EXCERPTED RECORDS ::
◆ ◆ ◆ ◆ ◆ ◆ ◆

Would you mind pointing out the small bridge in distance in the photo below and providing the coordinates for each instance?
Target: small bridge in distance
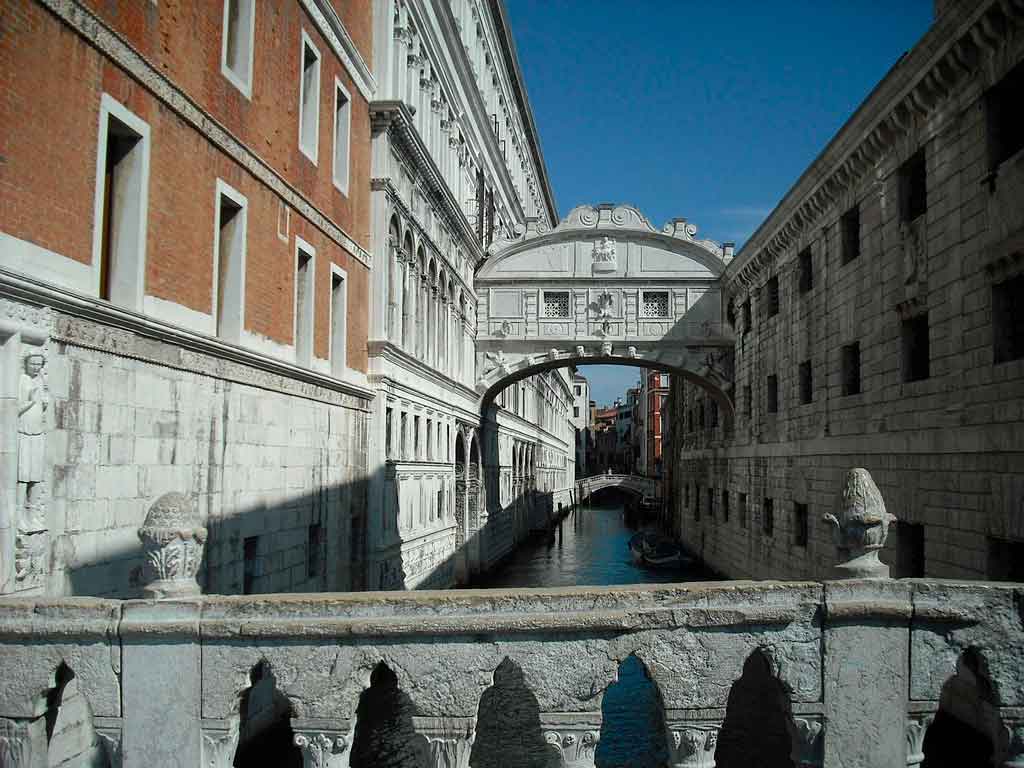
(636, 484)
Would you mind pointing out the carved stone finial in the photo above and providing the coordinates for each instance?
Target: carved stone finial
(861, 528)
(173, 538)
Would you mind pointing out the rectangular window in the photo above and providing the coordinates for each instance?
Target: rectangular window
(806, 270)
(339, 321)
(654, 304)
(303, 328)
(851, 368)
(771, 296)
(309, 98)
(909, 550)
(1006, 560)
(342, 132)
(120, 205)
(850, 231)
(915, 349)
(556, 304)
(806, 383)
(314, 550)
(800, 524)
(913, 187)
(772, 392)
(1005, 117)
(237, 45)
(1008, 320)
(229, 262)
(388, 424)
(250, 564)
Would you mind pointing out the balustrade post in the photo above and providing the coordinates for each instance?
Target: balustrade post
(449, 740)
(691, 743)
(807, 732)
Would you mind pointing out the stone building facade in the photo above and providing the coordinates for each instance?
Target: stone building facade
(878, 324)
(456, 165)
(184, 265)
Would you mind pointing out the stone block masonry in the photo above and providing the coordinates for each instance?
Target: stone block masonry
(853, 673)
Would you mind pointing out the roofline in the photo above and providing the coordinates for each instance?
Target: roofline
(500, 15)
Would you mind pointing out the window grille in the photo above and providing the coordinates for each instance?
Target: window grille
(556, 303)
(655, 304)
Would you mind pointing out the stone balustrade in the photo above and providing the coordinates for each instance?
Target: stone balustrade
(859, 673)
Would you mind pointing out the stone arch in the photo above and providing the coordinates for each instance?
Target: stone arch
(265, 734)
(967, 730)
(421, 303)
(758, 727)
(508, 725)
(385, 736)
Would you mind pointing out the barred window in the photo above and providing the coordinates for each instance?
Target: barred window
(655, 304)
(556, 303)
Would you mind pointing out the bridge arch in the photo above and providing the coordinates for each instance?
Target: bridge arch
(604, 287)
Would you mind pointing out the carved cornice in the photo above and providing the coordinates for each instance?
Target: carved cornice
(918, 86)
(395, 118)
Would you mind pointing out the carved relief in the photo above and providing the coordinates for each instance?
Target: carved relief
(862, 527)
(577, 750)
(692, 747)
(916, 726)
(807, 741)
(321, 750)
(604, 255)
(31, 546)
(172, 539)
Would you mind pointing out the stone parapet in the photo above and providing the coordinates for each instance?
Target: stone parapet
(838, 653)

◆ ◆ ◆ ◆ ◆ ◆ ◆

EXERCISE DETAILS :: Return every entry above exactly. Pictures stay out.

EXPECTED ANSWER ::
Would you mind pointing out the small bridge in distance in the photo below and providing the coordinates for each instance?
Target: small bridge in distance
(636, 484)
Would you mind pointing out the carved stone finial in the photo above and providing the coordinates for each instance?
Target: carved stone finial
(861, 528)
(173, 538)
Would you mind pointing out the rectangular window in the photo above and providing the coordinates for each instance?
Target: rectangular window
(806, 270)
(339, 321)
(654, 304)
(303, 328)
(851, 368)
(771, 296)
(309, 98)
(909, 550)
(1006, 560)
(342, 132)
(120, 205)
(850, 231)
(915, 349)
(556, 304)
(806, 383)
(314, 550)
(800, 524)
(913, 187)
(772, 392)
(1005, 117)
(237, 45)
(1008, 320)
(229, 262)
(388, 424)
(250, 564)
Would you mind pointing out the balustrade post in the photo above and providing the coordinates for each instance?
Target: balustrade post
(449, 740)
(691, 743)
(807, 732)
Would you mind pointing out the stone building facade in the photo above and providing the coordinates for each instance?
Target: stone building facade
(878, 324)
(456, 165)
(184, 265)
Would you mind pointing out the stone block masonry in the photo above and providing the coordinates for each instance?
Target: stone block masonry
(853, 673)
Would you mind pointing out the roofline in the photo above and providing the coordinates for each instance?
Target: roofline
(500, 15)
Would you mind pointing out the window grille in the photo above and providing the coordinates for each instance?
Target: window grille
(556, 303)
(655, 304)
Would you mind pointing out the stone balustrade in the photo above and providing the coordinates for each instance?
Target: stone balustrade
(859, 673)
Would you mind pointing out the stone arch in the photo above and providing the coordinates for each instance?
Target: stone arch
(265, 734)
(967, 730)
(421, 303)
(758, 727)
(508, 725)
(385, 736)
Would you mind pointing out the barred window in the photo above and providing the coordinates for each instance?
Target: barred window
(655, 304)
(556, 303)
Would you mind pointing out the bridge arch in the photo above and providing the coordinates for each instance?
Target: bridge arch
(604, 287)
Would you mind pointing out the carved cornice in the photo above and providing the coordinates for each instance?
Target: carved cornice
(918, 86)
(395, 118)
Would you mind pointing out the carved relief in the photo above and providing the coordinates for each instance?
Target: carved relief
(862, 527)
(577, 750)
(692, 747)
(916, 726)
(807, 741)
(321, 750)
(604, 255)
(31, 546)
(172, 539)
Would you mind pointing out the stone parapet in the photo above and providing the coordinates for each instance?
Target: stone parapet
(838, 653)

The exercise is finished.